━━ Okuma Metni ━━

İYİ Parti'nin Milli Güvenlik Politikalarından Sorumlu Genel Başkan Yardımcısı Aytun Çıray, gündeme dair açıklamalarda bulundu. Sözcü yazarı, gazeteci Uğur Dündar'a konuşan Çıray, "Milletimizin anayasal parlamenter sistemiyle sembolleşen egemenliği, maalesef AKP zihniyetinin siyasi İslamcı takıntıları yüzünden birçok güç tarafından hedef haline gelmiştir. İşte tam da burada devreye robot istihbarat örgütü FETÖ girme imkanı bulmuştur. FETÖ sadece bir darbe değil aynı zamanda bir kaos ve işgal girişimidir." dedi.

Aytun Çıray, Sözcü yazarı, gazeteci Uğur Dündar'ın sorularını yanıtladı:

“Sayın Çıray, erken seçim tartışmalarının bu kadar çabuk açılmasının nedenlerinden birisi de belki bu, yani toplumun bir ufuk görememesi. Yoğun sisten çıkıp bizi ufukla buluşturacak en kısa yol erken seçim mi?..”

Aytun Çıray (A.Ç.): Size bu gelenekselleşen söyleşilerimiz için teşekkür ederek başlamak istiyorum. Bildiğiniz gibi, AKP iktidarı bu yılın Kasım ayında 18'inci yılını dolduruyor. “AKP iktidarı” deyişim lafın gelişi. Aslında AKP eşittir Sayın Cumhurbaşkanı, yani devleti oluşturan temel kuvvetleri kendi elinde toplayan kişi.

Bu durumda biz artık evrensel anlamda bir demokrasi değiliz. Cumhuriyet olma vasfımız bile bir hayli muğlak ve sorunlu. Bu hazin duruma, kurgulanmış seçim ve referandum süreçleriyle getirildik. Demokrasi liginde nasıl küme düştüğümüzü görmek isteyenler, 2019 “Demokrasi Endeksi”ne bakabilirler. 

UĞUR DÜNDAR (U.D.): Bundan erken seçime karşı olduğunuz sonucunu mu çıkarmalıyız?

(A.Ç.): Hayır, elbette hayır!.. Burada önemli olan seçimlerin erken veya zamanında yapılması değildir, seçimlere bir kere daha kurgulanmış koşullarda gidilmesine müsaade edilmemesidir. Bu da, çıkış yolunun tamamen karartılması demektir. Geçmişte FETÖ'nün kurgulanmış seçimlere çok katkısı olduğunu şimdi fark ediyoruz. Başta DYP'nin barajı aştığı hukuken tespit edilmiş olmasına rağmen Meclis'e sokulmaması gibi… Kurgulanmış yeni bir seçim, ucube rejimin tahkimi olabilir. Bu ihtimalin, bir ihtimal olarak kalsa bile, vebali çok ağırdır.

"BU UCUBE REJİMİN ÖNÜNÜ FETÖ KALKIŞMASI AÇTI"

(U.D.): Hain FETÖ'nün darbesini bu açıdan nasıl değerlendiriyorsunuz? Diğer darbelerden onu farklı kılan ne?

━━━
━━ Kayıtlı Satırlar ━━

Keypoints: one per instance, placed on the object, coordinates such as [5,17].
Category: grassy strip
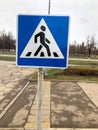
[81,62]
[58,74]
[6,58]
[8,52]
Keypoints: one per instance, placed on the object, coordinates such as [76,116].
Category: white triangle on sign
[48,49]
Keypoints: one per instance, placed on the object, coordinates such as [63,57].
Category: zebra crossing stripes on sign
[42,41]
[42,44]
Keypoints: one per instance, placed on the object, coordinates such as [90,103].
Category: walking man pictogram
[43,41]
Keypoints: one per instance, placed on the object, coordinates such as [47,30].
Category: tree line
[88,48]
[7,41]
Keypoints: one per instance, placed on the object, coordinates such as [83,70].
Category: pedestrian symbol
[42,44]
[43,41]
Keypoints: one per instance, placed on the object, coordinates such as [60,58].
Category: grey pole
[40,92]
[39,99]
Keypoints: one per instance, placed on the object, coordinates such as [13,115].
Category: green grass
[8,52]
[6,58]
[81,62]
[57,74]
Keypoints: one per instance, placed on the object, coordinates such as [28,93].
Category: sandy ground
[10,75]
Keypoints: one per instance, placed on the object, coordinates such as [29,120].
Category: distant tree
[7,41]
[91,45]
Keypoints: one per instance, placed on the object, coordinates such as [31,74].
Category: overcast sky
[83,15]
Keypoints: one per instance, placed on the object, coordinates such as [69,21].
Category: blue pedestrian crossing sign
[43,41]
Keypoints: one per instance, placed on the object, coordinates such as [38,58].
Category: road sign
[42,41]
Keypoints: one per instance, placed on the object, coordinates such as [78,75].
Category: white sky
[83,14]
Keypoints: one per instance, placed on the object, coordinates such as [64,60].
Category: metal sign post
[39,99]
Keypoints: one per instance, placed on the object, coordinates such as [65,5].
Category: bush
[80,71]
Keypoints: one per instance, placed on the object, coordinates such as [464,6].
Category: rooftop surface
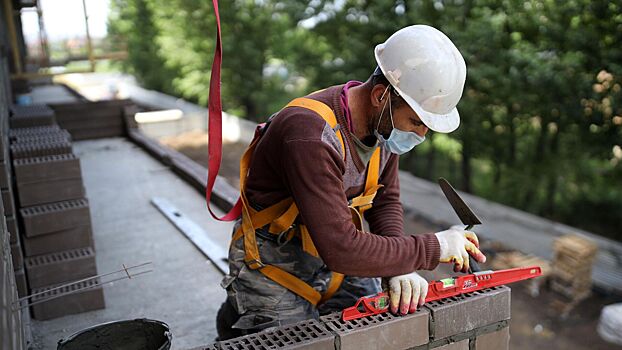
[183,289]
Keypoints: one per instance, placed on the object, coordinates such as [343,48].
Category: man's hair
[377,77]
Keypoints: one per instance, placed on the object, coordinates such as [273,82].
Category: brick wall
[475,321]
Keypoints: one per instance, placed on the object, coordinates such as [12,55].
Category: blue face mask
[399,141]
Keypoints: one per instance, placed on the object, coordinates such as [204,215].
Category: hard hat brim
[443,123]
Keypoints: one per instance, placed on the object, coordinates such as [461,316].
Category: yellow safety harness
[281,216]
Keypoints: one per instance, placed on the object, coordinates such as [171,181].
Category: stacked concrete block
[31,115]
[54,220]
[572,271]
[48,179]
[12,331]
[89,120]
[473,321]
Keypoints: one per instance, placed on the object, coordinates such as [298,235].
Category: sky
[64,19]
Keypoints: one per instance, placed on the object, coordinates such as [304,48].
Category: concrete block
[80,300]
[11,224]
[310,334]
[17,256]
[32,110]
[469,311]
[50,191]
[20,281]
[45,137]
[5,174]
[38,149]
[56,268]
[55,217]
[15,134]
[4,147]
[68,239]
[29,121]
[8,201]
[461,345]
[499,340]
[47,168]
[31,115]
[95,132]
[383,331]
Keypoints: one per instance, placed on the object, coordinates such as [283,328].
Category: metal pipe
[88,37]
[17,60]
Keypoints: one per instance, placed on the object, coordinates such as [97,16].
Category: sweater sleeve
[386,217]
[312,169]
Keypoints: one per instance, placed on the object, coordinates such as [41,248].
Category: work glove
[456,245]
[407,293]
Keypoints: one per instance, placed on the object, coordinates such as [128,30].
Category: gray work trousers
[255,302]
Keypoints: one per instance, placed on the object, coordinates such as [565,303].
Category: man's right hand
[456,245]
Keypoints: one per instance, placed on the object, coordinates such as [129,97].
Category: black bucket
[139,334]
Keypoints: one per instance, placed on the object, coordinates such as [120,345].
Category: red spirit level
[445,288]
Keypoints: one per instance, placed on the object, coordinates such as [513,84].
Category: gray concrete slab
[47,94]
[183,290]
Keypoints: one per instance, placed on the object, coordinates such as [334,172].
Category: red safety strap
[214,129]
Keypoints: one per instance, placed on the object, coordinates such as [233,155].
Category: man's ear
[376,95]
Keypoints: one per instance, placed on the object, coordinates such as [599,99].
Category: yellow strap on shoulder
[324,111]
[373,171]
[284,221]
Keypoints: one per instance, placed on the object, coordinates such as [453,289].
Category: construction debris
[572,271]
[610,325]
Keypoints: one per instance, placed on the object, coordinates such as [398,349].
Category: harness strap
[325,112]
[282,215]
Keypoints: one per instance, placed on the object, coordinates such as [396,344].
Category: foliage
[541,111]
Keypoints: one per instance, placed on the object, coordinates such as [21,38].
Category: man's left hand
[407,292]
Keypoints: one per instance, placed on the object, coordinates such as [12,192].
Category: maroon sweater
[300,156]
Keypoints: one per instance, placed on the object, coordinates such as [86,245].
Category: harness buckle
[255,264]
[284,236]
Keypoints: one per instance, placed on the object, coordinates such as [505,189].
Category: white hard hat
[428,71]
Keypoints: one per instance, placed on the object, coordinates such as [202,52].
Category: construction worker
[323,163]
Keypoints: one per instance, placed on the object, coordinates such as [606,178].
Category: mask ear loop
[383,107]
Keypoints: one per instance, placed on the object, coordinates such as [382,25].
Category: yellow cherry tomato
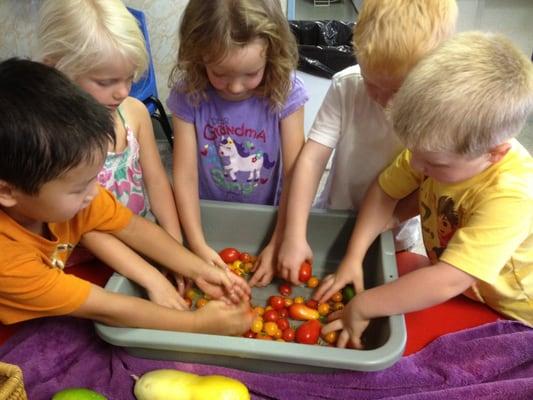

━━━

■ **İş Talimatları**
A. Söyleşiye göre şu soruları yanıtlayın:
(i) AKP iktidarı hangi ayda 18'inci yılını dolduruyor?
(ii) Çıray, demokrasi liginde nasıl küme düşüldüğünü görmek isteyenlere hangi endekse bakmalarını söylüyor?
(iii) Barajı aştığı hukuken tespit edildiği hâlde Meclis'e sokulmayan parti hangisi?
B. Söyleşide "(A.Ç.): Hayır, elbette hayır!.." ile "vebali çok ağırdır." arasındaki bölümü, bu ifadeler de dahil olmak üzere, "vebali" yerine "sorumluluğu" koyarak yeniden yazın.
C. Aşağıdaki ifadeler söyleşiyle uyuşuyor mu? Her birine evet ya da hayır deyin ve kararı belirleyen sözleri söyleşiden aynen alıntılayın.
(i) Çıray, söze Dündar'a teşekkür ederek başlamak istiyor.
(ii) Çıray, erken seçime karşı olduğunu belirtiyor.
(iii) Çıray, FETÖ'yü yalnızca bir darbe girişimi olarak niteliyor.
Bu işlerde satırlar kullanılmayacak.

■ **Nihai Sonuçlar**
A.
(i) Kasım ayında.
(ii) 2019 "Demokrasi Endeksi"ne.
(iii) DYP.

B.
(A.Ç.): Hayır, elbette hayır!.. Burada önemli olan seçimlerin erken veya zamanında yapılması değildir, seçimlere bir kere daha kurgulanmış koşullarda gidilmesine müsaade edilmemesidir. Bu da, çıkış yolunun tamamen karartılması demektir. Geçmişte FETÖ'nün kurgulanmış seçimlere çok katkısı olduğunu şimdi fark ediyoruz. Başta DYP'nin barajı aştığı hukuken tespit edilmiş olmasına rağmen Meclis'e sokulmaması gibi… Kurgulanmış yeni bir seçim, ucube rejimin tahkimi olabilir. Bu ihtimalin, bir ihtimal olarak kalsa bile, sorumluluğu çok ağırdır.

C.
(i) Evet: "Size bu gelenekselleşen söyleşilerimiz için teşekkür ederek başlamak istiyorum."
(ii) Hayır: "Hayır, elbette hayır!.. Burada önemli olan seçimlerin erken veya zamanında yapılması değildir"
(iii) Hayır: "FETÖ sadece bir darbe değil aynı zamanda bir kaos ve işgal girişimidir."